Work to be completed:
Format the part of the records that opens with the line containing "Target: cockpit window" and closes with the line containing "xmin=275 ymin=341 xmax=334 ymax=361" as a numbered list, including both of those lines and omitting any blank lines.
##############################
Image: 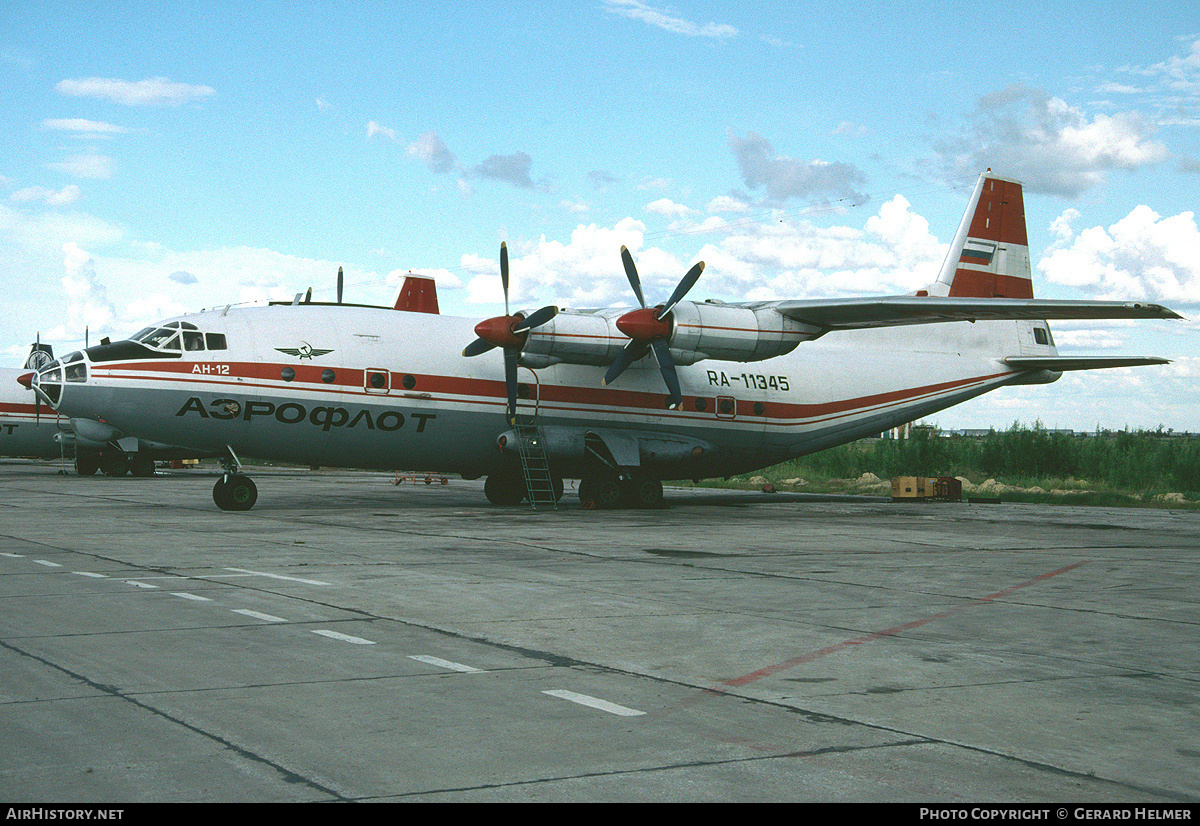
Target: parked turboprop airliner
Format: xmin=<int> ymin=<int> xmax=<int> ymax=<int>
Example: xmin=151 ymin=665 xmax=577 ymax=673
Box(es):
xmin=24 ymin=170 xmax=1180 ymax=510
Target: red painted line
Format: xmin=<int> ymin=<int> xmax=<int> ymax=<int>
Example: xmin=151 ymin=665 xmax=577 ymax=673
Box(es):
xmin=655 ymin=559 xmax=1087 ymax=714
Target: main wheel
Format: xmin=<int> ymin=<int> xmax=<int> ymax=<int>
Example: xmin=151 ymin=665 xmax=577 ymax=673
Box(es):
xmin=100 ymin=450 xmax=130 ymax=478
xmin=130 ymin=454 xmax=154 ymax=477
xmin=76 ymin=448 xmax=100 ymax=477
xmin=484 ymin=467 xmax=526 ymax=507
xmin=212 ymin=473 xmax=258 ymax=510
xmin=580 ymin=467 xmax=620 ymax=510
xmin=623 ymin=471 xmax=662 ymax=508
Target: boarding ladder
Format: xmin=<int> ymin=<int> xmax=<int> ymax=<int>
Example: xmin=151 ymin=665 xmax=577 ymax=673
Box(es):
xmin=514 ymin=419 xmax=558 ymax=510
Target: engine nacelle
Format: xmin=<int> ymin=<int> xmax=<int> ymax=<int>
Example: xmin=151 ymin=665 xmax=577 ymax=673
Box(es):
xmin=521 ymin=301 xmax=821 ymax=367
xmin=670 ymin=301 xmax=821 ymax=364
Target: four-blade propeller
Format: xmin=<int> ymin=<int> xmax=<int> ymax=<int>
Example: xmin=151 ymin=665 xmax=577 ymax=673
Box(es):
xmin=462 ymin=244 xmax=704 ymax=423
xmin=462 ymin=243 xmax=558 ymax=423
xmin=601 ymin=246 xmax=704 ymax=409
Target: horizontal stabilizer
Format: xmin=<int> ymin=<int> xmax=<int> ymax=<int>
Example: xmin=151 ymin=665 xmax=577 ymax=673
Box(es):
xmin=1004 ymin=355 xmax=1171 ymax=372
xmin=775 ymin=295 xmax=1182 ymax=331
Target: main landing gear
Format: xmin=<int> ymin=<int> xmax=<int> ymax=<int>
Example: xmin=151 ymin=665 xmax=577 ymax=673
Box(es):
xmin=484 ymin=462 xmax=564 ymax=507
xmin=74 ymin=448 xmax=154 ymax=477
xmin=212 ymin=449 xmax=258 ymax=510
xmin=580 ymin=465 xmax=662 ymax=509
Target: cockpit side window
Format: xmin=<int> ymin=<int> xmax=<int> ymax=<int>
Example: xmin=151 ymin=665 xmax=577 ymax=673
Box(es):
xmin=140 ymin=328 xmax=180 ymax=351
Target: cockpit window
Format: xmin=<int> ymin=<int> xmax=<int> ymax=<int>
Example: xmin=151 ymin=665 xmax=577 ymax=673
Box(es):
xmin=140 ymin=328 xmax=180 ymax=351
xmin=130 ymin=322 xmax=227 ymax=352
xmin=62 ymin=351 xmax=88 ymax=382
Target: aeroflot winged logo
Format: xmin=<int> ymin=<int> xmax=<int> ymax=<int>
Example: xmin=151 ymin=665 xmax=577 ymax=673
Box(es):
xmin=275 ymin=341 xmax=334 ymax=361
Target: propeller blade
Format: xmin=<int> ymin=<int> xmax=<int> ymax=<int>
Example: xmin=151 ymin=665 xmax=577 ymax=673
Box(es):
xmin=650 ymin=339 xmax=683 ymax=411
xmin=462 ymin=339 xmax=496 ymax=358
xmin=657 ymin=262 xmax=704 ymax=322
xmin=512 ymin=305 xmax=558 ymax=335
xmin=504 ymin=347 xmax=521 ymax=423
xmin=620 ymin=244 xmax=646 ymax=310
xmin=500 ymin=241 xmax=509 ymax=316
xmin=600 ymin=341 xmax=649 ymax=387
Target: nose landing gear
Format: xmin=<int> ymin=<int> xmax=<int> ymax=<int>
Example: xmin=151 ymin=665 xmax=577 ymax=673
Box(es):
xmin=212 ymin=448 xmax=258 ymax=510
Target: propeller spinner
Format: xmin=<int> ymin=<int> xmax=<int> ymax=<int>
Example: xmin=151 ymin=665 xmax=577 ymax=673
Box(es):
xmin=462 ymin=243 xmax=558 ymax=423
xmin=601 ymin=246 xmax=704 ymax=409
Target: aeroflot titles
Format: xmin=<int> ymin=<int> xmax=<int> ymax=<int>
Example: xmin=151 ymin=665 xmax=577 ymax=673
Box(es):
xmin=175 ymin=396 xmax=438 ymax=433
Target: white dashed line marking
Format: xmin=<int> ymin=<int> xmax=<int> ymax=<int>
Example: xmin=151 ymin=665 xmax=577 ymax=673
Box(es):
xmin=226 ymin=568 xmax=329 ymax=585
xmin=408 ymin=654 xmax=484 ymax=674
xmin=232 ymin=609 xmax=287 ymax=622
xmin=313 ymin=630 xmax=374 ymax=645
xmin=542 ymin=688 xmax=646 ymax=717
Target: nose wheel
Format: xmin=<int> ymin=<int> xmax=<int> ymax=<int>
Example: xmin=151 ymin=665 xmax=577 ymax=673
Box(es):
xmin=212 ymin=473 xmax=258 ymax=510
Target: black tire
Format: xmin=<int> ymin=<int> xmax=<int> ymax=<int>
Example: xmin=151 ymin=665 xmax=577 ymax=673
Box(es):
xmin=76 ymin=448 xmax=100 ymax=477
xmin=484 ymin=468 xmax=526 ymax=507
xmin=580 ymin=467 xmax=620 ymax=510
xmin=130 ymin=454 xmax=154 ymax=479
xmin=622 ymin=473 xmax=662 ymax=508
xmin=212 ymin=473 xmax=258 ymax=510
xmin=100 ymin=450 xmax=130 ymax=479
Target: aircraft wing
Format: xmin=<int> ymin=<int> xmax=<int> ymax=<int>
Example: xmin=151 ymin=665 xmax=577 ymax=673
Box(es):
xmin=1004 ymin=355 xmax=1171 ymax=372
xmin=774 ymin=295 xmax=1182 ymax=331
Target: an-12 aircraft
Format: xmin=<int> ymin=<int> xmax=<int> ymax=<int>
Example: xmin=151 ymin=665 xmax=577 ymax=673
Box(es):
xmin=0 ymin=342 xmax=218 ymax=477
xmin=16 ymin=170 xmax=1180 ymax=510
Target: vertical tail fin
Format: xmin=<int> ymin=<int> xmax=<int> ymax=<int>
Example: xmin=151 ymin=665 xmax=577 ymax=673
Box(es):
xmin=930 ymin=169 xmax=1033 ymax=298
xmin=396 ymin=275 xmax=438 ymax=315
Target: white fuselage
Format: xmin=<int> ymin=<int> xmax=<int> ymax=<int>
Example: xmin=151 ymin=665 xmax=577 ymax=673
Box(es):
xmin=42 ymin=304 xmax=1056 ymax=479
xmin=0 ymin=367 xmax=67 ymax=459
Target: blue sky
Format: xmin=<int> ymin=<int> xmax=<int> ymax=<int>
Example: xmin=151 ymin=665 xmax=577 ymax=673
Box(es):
##############################
The result:
1. Target: cockpit window
2. Format: xmin=<int> ymin=<int> xmax=<int> ymax=<int>
3. Example: xmin=151 ymin=665 xmax=577 ymax=673
4. Box(es):
5. xmin=140 ymin=328 xmax=180 ymax=351
6. xmin=130 ymin=322 xmax=227 ymax=352
7. xmin=62 ymin=351 xmax=88 ymax=382
8. Target: aeroflot winged logo
9. Format: xmin=<int> ymin=<int> xmax=<int> ymax=<int>
10. Example: xmin=151 ymin=665 xmax=577 ymax=673
11. Box(es):
12. xmin=275 ymin=341 xmax=334 ymax=361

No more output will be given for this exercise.